● Given problem: Reproduce every line of the material below, leaving all wording intact but scaling each coordinate in the answers by 2.45 and rounding to the nearest whole number, with halves rounded up.

==== Data excerpts ====

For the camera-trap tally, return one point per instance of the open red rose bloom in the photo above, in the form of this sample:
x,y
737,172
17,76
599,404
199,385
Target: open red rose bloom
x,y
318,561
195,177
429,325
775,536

====

● Task solution:
For the camera-trap tally, return one point per instance of the open red rose bloom in the photo above, in the form of this sample:
x,y
737,172
17,76
599,404
199,385
Target: open red rose bloom
x,y
779,1374
478,434
1051,796
1899,1313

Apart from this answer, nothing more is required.